*What the task asks*.
Turn each line of the listing below into a JSON list of strings, one string per line, and leave out any blank lines.
☆ ☆ ☆ ☆ ☆ ☆ ☆
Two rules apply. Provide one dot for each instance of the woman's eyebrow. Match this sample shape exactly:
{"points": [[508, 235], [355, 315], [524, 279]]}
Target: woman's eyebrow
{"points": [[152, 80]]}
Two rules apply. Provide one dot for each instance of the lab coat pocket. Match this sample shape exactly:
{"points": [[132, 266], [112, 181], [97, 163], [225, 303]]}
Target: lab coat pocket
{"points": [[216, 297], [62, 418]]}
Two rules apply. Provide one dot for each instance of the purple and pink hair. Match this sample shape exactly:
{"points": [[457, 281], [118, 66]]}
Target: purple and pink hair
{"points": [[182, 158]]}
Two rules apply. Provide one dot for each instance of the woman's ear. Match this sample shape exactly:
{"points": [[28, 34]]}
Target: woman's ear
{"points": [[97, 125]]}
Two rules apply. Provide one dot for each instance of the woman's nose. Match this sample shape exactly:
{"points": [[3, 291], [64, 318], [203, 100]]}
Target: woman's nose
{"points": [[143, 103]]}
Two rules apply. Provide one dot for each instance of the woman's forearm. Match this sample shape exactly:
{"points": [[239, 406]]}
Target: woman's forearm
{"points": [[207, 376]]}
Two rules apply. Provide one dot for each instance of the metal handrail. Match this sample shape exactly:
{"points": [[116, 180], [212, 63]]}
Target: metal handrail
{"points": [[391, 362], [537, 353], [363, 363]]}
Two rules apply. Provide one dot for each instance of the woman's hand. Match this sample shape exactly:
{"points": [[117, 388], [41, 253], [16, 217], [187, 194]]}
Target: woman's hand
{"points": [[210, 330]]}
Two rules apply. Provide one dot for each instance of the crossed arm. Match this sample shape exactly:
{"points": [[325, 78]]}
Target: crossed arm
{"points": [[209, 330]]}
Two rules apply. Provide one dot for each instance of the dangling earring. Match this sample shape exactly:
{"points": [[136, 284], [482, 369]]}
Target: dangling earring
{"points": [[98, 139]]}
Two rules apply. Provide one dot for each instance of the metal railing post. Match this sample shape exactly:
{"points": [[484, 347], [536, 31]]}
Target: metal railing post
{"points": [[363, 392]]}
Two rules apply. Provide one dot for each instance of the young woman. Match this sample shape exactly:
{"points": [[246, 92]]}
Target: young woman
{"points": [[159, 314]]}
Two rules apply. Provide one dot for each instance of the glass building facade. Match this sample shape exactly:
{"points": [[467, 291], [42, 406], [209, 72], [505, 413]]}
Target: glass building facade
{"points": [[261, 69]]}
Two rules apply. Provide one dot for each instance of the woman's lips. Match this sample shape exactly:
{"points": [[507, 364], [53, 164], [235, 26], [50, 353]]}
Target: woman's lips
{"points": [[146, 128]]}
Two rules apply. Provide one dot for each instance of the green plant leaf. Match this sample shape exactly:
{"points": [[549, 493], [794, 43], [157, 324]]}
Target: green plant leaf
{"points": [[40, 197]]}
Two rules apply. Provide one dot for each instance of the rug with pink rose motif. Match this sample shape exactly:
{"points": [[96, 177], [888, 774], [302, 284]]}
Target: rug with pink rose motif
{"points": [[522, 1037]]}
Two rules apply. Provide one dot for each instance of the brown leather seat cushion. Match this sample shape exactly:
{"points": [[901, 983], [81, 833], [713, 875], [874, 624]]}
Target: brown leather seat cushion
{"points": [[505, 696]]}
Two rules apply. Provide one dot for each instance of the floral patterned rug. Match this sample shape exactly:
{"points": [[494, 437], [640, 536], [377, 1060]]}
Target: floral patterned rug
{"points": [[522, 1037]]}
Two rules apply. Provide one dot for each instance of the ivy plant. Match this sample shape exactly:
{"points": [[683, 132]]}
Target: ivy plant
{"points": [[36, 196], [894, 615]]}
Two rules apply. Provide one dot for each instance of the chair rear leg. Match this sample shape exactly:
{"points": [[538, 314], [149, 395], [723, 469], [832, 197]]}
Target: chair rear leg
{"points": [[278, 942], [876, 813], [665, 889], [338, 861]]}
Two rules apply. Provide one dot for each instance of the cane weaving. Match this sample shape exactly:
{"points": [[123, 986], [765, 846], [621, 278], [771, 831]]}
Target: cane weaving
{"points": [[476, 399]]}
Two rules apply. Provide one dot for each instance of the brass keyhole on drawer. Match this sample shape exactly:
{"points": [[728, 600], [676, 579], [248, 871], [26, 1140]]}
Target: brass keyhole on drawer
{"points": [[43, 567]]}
☆ ☆ ☆ ☆ ☆ ☆ ☆
*Solution for this problem*.
[
  "Two rules apply. Provide one dot for each instance of the woman's eyebrow. Match this sample shape exactly:",
  "{\"points\": [[508, 235], [355, 315], [524, 279]]}",
  "Target: woman's eyebrow",
  "{\"points\": [[152, 80]]}",
  "Two rules apply. Provide one dot for each instance of the lab coat pocket. Match this sample shape exactly:",
  "{\"points\": [[132, 266], [112, 181], [97, 163], [225, 303]]}",
  "Target: lab coat pocket",
  "{\"points\": [[216, 297], [62, 418]]}",
  "Two rules apply. Provide one dot for each instance of the purple and pink hair. Match this sample shape exactly:",
  "{\"points\": [[457, 281], [118, 66]]}",
  "Target: purple and pink hair",
  "{\"points\": [[182, 158]]}",
  "Two rules apply. Provide one dot for each instance of the woman's ear. Match this sample shape exactly:",
  "{\"points\": [[28, 34]]}",
  "Target: woman's ear",
  "{\"points\": [[97, 125]]}",
  "Two rules apply. Provide one dot for each instance of the woman's nose. Match this sample shape exactly:",
  "{\"points\": [[3, 291], [64, 318], [203, 100]]}",
  "Target: woman's nose",
  "{\"points\": [[143, 103]]}",
  "Two rules apply. Provide one dot for each instance of the woman's forearm. Match this sample shape exactly:",
  "{\"points\": [[239, 406]]}",
  "Target: woman's forearm",
  "{\"points\": [[207, 376]]}",
  "Two rules apply. Provide one dot for each instance of the metal handrail. Match this sample shape exactly:",
  "{\"points\": [[116, 180], [212, 63]]}",
  "Target: metal handrail",
  "{\"points\": [[391, 362], [537, 353], [363, 363]]}",
  "Two rules apply. Provide one dot for each instance of the woman's hand. Match this sample shape exactly:",
  "{\"points\": [[117, 388], [41, 253], [16, 217], [187, 194]]}",
  "Target: woman's hand",
  "{\"points\": [[210, 330]]}",
  "Two rules apply. Provide one dot for each instance of the crossed arm. Match this sample shape exactly:",
  "{\"points\": [[325, 78]]}",
  "Target: crossed arm",
  "{\"points\": [[209, 330]]}",
  "Two rules apply. Provide one dot for each instance of the dangling earring. Match this sample shape exactly:",
  "{\"points\": [[136, 284], [482, 369]]}",
  "Target: dangling earring",
  "{\"points\": [[98, 139]]}",
  "Two rules apply. Provide one dot for each instance of the metal railing post. Match this sample shape exactly:",
  "{\"points\": [[484, 347], [536, 31]]}",
  "Target: metal railing post",
  "{\"points\": [[363, 392]]}",
  "Two rules apply. Provide one dot for each instance of the young woman. Match this sample shape exactly:",
  "{\"points\": [[246, 92]]}",
  "Target: young woman",
  "{\"points\": [[159, 314]]}",
  "Two rules apply. Provide one dot for each instance of the glass building facade. Match this sample shape exactly:",
  "{\"points\": [[467, 291], [42, 406], [209, 72], [505, 413]]}",
  "Target: glass building facade",
  "{\"points\": [[261, 69]]}",
  "Two rules apply. Provide one dot for each instance of the woman's lips. Match this sample shape exactly:",
  "{\"points\": [[507, 364], [53, 164], [235, 26], [50, 353]]}",
  "Target: woman's lips",
  "{\"points\": [[146, 128]]}",
  "Two rules apply. Provide one dot for each instance of the green plant leaf. Match this sample shape exactly:",
  "{\"points\": [[549, 493], [794, 43], [157, 324]]}",
  "Target: green plant leaf",
  "{\"points\": [[40, 197]]}",
  "Two rules apply. Provide one dot for each instance of the rug with pink rose motif. Match this sample shape exactly:",
  "{\"points\": [[96, 177], [888, 774], [302, 284]]}",
  "Target: rug with pink rose motif",
  "{\"points\": [[522, 1037]]}",
  "Two rules apply. Provide one dot for each instance of the brown leather seat cushion. Match this sample shape exactly:",
  "{\"points\": [[901, 983], [81, 833], [713, 875], [874, 624]]}",
  "Target: brown leather seat cushion",
  "{\"points\": [[505, 696]]}",
  "Two rules apply. Provide one dot for each instance of the floral patterned rug. Match this sample shape exactly:",
  "{\"points\": [[494, 437], [640, 536], [377, 1060]]}",
  "Target: floral patterned rug",
  "{\"points\": [[522, 1037]]}",
  "Two rules apply. Provide one dot for each instance of the ivy plant. Match this sample shape exactly:",
  "{\"points\": [[683, 132]]}",
  "Target: ivy plant",
  "{\"points\": [[36, 196], [894, 615]]}",
  "Two rules apply. Provide one dot for each instance of the chair rear leg. Match this sample shape exactly:",
  "{\"points\": [[538, 314], [149, 395], [723, 469], [832, 197]]}",
  "Target: chair rear leg",
  "{\"points\": [[278, 942], [876, 813], [665, 889], [338, 861]]}",
  "Two rules apply. Provide one dot for each instance of the cane weaving. Match this sample shape exactly:",
  "{\"points\": [[123, 986], [765, 846], [621, 278], [771, 831]]}",
  "Target: cane weaving",
  "{\"points\": [[476, 399]]}",
  "Two rules apply. Provide one dot for each instance of the brass keyhole on drawer. Match this sample shape exactly:",
  "{\"points\": [[728, 600], [676, 579], [248, 871], [26, 1140]]}",
  "Target: brass keyhole on drawer",
  "{\"points\": [[43, 567]]}"
]